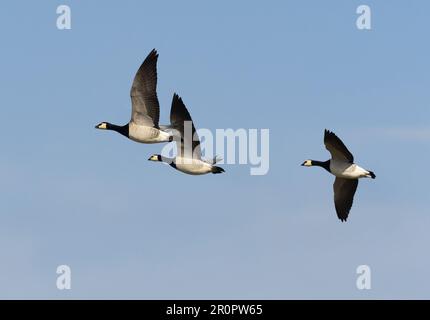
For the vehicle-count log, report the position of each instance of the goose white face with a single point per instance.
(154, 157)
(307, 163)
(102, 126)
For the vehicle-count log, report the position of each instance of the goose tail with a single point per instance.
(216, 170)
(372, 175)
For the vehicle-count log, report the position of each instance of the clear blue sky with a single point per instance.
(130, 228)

==

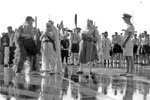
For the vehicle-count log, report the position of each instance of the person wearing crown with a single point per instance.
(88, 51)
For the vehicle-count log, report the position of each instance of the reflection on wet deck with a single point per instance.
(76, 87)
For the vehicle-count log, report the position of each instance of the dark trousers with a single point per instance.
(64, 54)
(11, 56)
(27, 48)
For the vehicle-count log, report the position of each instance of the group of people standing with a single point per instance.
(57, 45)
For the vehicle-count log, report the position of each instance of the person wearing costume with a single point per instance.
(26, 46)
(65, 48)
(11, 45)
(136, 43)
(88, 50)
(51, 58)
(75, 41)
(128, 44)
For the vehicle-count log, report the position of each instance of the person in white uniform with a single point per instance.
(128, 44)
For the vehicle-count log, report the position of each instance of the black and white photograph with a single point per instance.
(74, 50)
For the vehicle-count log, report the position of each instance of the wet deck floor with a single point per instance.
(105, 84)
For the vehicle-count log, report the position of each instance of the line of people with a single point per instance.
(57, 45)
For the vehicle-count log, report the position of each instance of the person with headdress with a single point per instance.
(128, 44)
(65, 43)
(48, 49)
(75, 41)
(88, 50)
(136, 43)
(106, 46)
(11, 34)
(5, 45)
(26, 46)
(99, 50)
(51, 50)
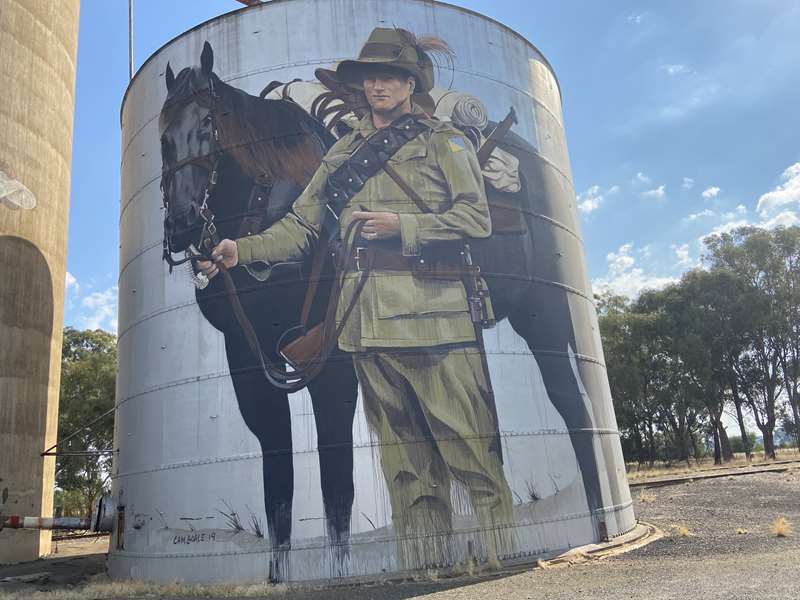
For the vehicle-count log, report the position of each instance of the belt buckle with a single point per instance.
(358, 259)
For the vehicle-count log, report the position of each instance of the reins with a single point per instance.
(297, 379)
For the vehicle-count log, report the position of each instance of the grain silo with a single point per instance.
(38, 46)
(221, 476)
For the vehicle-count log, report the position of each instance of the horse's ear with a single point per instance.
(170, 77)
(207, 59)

**Exercise description:** Identify each line in the listing above that contains the word "goose" and copy those lines in full.

**Task result:**
For the vehicle-count log, report the position of each instance of the goose white face with a single point per instance.
For the vehicle-count log, report the position of each instance of the goose tail with a single point per instance.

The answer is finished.